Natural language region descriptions
- - - - -

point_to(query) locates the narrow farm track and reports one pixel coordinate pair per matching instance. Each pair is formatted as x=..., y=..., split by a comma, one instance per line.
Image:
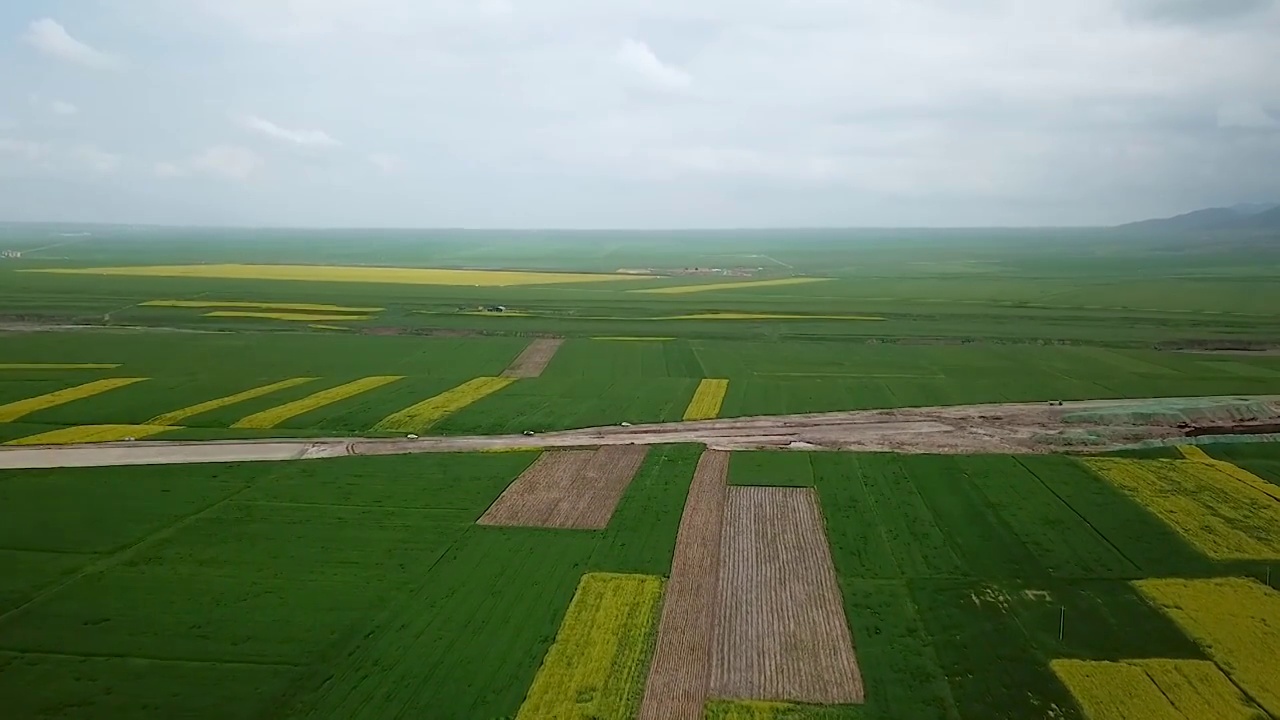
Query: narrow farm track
x=1005, y=428
x=680, y=674
x=780, y=629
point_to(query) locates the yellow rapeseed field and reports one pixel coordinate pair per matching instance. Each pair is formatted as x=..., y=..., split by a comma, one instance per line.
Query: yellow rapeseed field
x=352, y=274
x=14, y=410
x=275, y=415
x=92, y=433
x=59, y=365
x=707, y=400
x=1193, y=452
x=179, y=415
x=1235, y=620
x=423, y=415
x=740, y=285
x=598, y=664
x=1153, y=689
x=295, y=317
x=1220, y=515
x=246, y=305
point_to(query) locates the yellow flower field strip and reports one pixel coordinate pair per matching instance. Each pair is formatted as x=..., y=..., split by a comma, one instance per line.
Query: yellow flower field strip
x=346, y=274
x=92, y=433
x=1235, y=621
x=246, y=305
x=598, y=664
x=741, y=285
x=1246, y=477
x=179, y=415
x=295, y=317
x=59, y=365
x=707, y=400
x=423, y=415
x=1153, y=689
x=14, y=410
x=1219, y=515
x=275, y=415
x=1193, y=452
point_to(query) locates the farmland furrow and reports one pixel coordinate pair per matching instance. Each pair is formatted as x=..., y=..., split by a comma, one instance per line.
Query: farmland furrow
x=680, y=675
x=781, y=630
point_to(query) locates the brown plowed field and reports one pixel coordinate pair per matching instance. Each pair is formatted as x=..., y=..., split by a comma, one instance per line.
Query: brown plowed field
x=780, y=630
x=680, y=674
x=534, y=359
x=568, y=488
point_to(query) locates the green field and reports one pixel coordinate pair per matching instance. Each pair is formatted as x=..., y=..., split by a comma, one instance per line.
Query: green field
x=976, y=587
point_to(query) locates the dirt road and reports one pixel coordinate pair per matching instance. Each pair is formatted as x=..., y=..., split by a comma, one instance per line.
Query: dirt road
x=1033, y=427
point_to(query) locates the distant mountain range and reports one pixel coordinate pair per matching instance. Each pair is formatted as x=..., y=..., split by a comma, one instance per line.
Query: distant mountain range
x=1244, y=217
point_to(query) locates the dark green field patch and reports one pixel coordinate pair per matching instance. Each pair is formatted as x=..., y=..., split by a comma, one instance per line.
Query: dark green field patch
x=24, y=573
x=373, y=546
x=979, y=536
x=457, y=481
x=1097, y=620
x=1064, y=542
x=65, y=688
x=106, y=509
x=859, y=545
x=895, y=654
x=993, y=670
x=641, y=534
x=190, y=616
x=776, y=468
x=1138, y=534
x=467, y=642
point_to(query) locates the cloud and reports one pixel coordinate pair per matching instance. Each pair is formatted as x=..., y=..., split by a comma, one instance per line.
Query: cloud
x=169, y=171
x=639, y=59
x=51, y=39
x=23, y=149
x=228, y=162
x=304, y=137
x=385, y=163
x=96, y=160
x=1246, y=115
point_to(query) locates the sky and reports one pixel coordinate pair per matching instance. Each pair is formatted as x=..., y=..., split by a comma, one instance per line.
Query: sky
x=635, y=113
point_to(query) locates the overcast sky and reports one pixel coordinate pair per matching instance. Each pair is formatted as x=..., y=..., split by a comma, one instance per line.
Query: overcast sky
x=635, y=113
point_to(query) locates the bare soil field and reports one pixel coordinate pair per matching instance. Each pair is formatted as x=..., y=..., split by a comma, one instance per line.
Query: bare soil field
x=781, y=632
x=680, y=674
x=1002, y=428
x=568, y=488
x=534, y=359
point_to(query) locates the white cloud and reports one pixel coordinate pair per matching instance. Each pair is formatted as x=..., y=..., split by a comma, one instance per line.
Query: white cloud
x=1246, y=115
x=229, y=162
x=168, y=171
x=305, y=137
x=385, y=162
x=51, y=39
x=96, y=160
x=639, y=59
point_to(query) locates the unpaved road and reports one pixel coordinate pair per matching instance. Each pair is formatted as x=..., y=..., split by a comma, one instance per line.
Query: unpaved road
x=1033, y=427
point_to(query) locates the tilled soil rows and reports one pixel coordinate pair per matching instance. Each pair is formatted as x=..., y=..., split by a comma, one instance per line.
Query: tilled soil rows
x=567, y=488
x=780, y=629
x=534, y=359
x=680, y=674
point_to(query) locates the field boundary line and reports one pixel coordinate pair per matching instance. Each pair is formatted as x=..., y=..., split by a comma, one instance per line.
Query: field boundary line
x=146, y=657
x=1138, y=570
x=112, y=560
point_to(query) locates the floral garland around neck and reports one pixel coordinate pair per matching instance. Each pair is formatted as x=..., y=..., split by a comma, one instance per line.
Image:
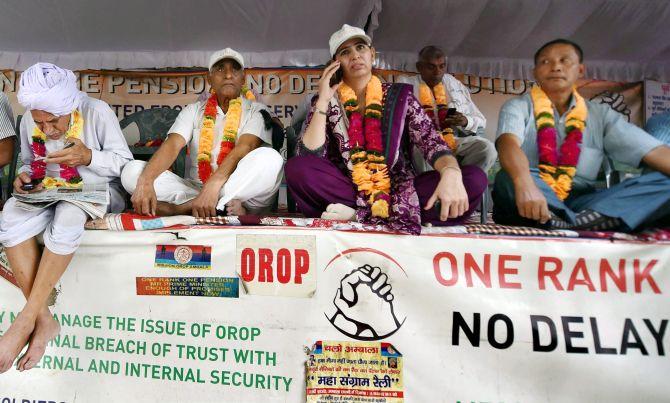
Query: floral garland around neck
x=440, y=101
x=230, y=128
x=558, y=167
x=370, y=172
x=69, y=176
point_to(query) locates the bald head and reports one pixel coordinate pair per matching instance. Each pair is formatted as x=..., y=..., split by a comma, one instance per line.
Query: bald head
x=432, y=65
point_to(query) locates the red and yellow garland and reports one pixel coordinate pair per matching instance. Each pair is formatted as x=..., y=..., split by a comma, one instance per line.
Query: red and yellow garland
x=230, y=128
x=558, y=170
x=438, y=102
x=370, y=173
x=69, y=176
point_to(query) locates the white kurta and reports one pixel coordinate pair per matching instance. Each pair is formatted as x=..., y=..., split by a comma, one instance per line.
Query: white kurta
x=256, y=178
x=63, y=223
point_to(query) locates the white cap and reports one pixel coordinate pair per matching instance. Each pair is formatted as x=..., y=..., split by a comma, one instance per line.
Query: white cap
x=344, y=34
x=226, y=53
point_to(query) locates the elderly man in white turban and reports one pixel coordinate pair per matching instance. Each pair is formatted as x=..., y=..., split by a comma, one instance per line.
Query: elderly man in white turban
x=60, y=114
x=232, y=169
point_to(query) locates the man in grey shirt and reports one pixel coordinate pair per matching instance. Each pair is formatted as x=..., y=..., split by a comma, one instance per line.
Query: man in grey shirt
x=552, y=143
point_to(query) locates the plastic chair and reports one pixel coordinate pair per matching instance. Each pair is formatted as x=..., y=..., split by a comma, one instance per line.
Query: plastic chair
x=154, y=124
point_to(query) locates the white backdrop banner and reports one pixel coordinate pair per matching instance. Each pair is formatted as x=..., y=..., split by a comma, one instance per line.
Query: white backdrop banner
x=266, y=314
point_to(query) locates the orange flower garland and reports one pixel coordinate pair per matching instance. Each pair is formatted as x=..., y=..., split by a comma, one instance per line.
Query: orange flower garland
x=230, y=128
x=370, y=172
x=428, y=102
x=69, y=176
x=558, y=170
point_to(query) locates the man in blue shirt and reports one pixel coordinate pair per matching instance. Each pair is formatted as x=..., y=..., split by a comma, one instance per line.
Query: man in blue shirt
x=521, y=197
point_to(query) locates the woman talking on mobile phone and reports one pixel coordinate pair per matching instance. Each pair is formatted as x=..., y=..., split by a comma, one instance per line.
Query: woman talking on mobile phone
x=354, y=155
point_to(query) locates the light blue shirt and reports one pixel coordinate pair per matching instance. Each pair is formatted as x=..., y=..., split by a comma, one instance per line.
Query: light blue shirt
x=607, y=133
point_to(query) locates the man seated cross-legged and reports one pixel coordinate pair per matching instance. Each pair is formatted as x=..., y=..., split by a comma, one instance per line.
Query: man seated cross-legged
x=233, y=169
x=552, y=143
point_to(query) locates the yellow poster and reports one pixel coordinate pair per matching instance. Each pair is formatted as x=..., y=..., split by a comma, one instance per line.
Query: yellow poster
x=354, y=372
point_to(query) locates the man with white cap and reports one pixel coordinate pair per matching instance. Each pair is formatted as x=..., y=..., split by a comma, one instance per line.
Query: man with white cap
x=353, y=158
x=232, y=168
x=449, y=104
x=60, y=114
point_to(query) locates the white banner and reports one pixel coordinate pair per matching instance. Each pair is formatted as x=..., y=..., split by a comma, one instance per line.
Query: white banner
x=454, y=318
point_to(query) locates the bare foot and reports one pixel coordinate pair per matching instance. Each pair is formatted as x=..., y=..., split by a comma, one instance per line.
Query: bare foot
x=14, y=340
x=235, y=207
x=339, y=211
x=46, y=328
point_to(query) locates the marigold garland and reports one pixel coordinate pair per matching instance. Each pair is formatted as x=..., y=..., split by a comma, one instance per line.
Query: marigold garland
x=69, y=176
x=230, y=128
x=370, y=172
x=437, y=99
x=558, y=169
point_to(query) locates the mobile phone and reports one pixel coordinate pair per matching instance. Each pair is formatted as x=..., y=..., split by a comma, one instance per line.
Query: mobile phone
x=32, y=185
x=337, y=77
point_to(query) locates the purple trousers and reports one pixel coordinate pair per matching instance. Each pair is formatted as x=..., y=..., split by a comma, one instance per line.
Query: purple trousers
x=315, y=183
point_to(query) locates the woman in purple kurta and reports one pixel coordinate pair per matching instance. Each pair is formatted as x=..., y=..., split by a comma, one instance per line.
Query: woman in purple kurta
x=321, y=176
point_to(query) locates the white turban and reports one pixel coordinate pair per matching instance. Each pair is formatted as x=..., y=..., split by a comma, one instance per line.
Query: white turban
x=47, y=87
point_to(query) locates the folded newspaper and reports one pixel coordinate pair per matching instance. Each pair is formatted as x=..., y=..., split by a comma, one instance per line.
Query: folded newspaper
x=92, y=198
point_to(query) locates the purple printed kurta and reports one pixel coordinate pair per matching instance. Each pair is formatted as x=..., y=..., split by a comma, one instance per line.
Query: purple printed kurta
x=404, y=125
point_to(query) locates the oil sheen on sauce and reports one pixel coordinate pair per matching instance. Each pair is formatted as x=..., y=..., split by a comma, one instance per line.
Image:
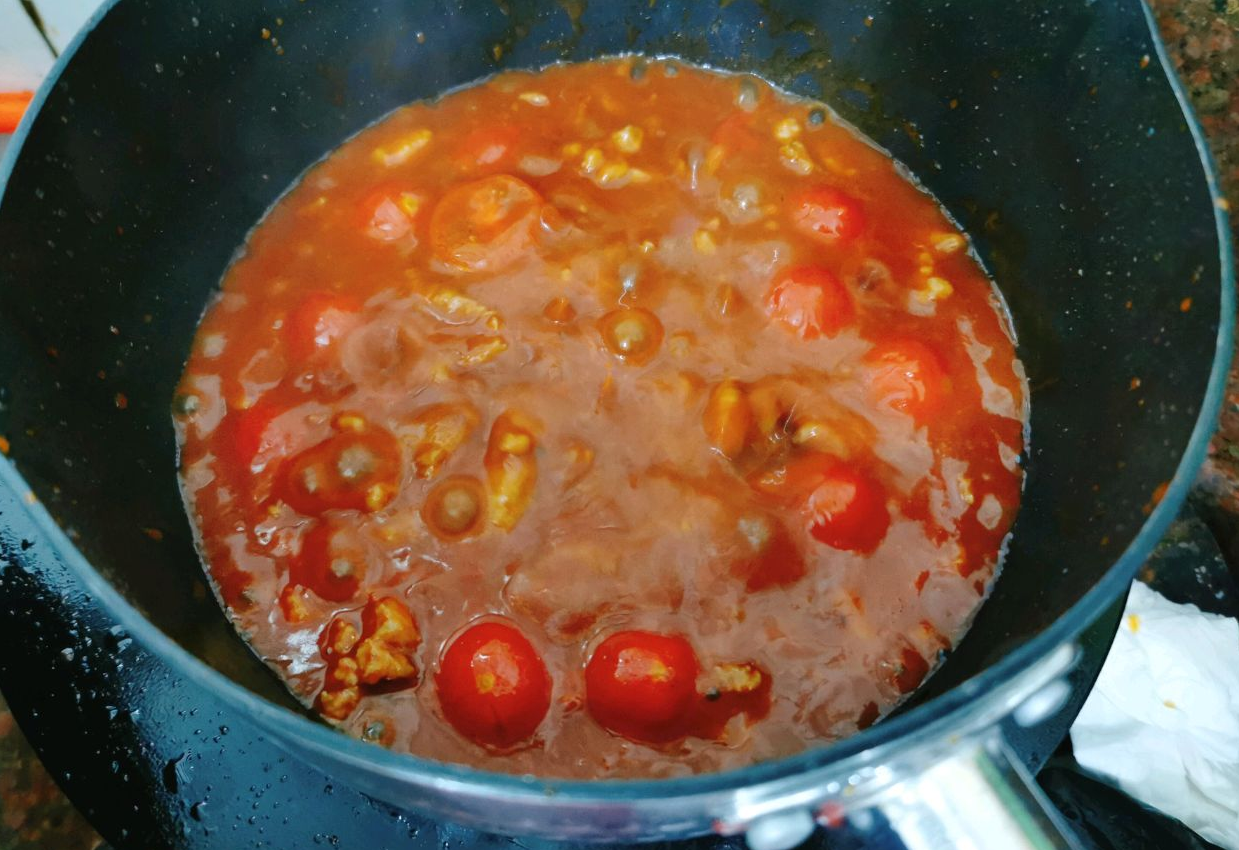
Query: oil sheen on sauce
x=620, y=419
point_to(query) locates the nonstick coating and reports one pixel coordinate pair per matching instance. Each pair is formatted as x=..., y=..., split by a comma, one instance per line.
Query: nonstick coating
x=1050, y=130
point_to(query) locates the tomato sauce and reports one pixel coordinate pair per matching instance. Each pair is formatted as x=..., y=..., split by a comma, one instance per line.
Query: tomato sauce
x=618, y=419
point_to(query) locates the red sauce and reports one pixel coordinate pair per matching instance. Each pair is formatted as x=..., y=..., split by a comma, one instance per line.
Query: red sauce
x=590, y=423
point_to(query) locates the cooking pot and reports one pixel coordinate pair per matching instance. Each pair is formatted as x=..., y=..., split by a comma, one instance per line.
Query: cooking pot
x=1052, y=131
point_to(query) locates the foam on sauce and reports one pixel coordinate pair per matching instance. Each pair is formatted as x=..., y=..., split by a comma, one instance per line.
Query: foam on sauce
x=584, y=352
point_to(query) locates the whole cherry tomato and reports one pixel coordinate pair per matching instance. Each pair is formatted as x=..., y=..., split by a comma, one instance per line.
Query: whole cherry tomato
x=492, y=685
x=642, y=685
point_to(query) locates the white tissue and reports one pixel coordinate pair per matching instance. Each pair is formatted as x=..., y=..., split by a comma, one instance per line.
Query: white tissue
x=1162, y=721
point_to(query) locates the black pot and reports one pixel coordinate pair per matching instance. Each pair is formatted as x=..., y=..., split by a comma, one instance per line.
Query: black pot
x=1052, y=131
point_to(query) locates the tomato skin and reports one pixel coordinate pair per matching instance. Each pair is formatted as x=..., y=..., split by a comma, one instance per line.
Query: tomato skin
x=641, y=685
x=493, y=687
x=829, y=216
x=331, y=563
x=485, y=224
x=907, y=376
x=316, y=324
x=357, y=468
x=810, y=301
x=843, y=506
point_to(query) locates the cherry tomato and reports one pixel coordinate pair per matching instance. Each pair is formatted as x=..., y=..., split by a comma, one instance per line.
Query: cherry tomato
x=358, y=468
x=642, y=685
x=331, y=563
x=771, y=556
x=910, y=670
x=848, y=511
x=810, y=301
x=486, y=146
x=485, y=224
x=844, y=507
x=249, y=430
x=907, y=376
x=13, y=107
x=492, y=685
x=316, y=324
x=388, y=214
x=828, y=214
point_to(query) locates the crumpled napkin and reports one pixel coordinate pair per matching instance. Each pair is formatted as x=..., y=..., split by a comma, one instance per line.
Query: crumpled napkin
x=1162, y=721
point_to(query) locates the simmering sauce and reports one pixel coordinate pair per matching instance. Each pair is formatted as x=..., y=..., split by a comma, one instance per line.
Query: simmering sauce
x=620, y=419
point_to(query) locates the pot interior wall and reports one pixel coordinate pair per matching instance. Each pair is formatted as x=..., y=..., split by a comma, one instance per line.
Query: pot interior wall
x=1043, y=128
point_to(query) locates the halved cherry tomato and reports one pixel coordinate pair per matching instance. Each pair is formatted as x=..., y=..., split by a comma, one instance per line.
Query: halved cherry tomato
x=389, y=213
x=485, y=224
x=770, y=555
x=319, y=320
x=844, y=507
x=486, y=146
x=810, y=301
x=828, y=214
x=642, y=685
x=910, y=670
x=492, y=685
x=13, y=107
x=331, y=561
x=908, y=376
x=358, y=468
x=249, y=430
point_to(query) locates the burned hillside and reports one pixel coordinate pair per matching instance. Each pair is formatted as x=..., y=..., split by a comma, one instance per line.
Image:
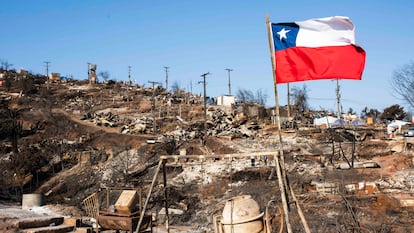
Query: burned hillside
x=69, y=140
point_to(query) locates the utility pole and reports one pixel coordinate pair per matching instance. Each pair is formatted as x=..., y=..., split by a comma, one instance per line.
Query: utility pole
x=129, y=75
x=89, y=78
x=153, y=105
x=229, y=70
x=338, y=98
x=288, y=100
x=47, y=73
x=166, y=77
x=205, y=100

- - - - -

→ **TASK REQUIREMENTS**: Leave out the pictures. Transcribe only the lines above, from the first through the one that contains "point_to(query) locates the yellow rapeseed".

→ **WRITTEN SOLUTION**:
point_to(query) locates the narrow farm track and reports one pixel coordinate pair per matching instance. Each pair is formatted as x=..., y=..., split by a comma, one instance per line.
Image:
Query: narrow farm track
x=1005, y=428
x=680, y=674
x=780, y=629
point_to(query) locates the yellow rapeseed field and reports one pixel coordinate pair per matching instance. Each pair is formatted as x=..., y=..., split by a comma, one instance per line.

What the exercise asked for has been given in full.